((

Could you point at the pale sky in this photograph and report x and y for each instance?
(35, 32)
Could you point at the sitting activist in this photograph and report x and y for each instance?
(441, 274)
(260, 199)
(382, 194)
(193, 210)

))

Convert the listing above into a Markdown table with the columns "Row" and "Line", giving each non-blank line of the listing its own numbered row.

- _Exercise result_
| Row | Line |
|---|---|
| 1 | Could you point at the pale sky in this photograph and report x and y for each instance? |
| 2 | (35, 32) |
| 3 | Could you point at the sitting activist in this photograph and report x and y for each instance? |
| 4 | (441, 274) |
| 5 | (260, 199) |
| 6 | (382, 194) |
| 7 | (193, 210) |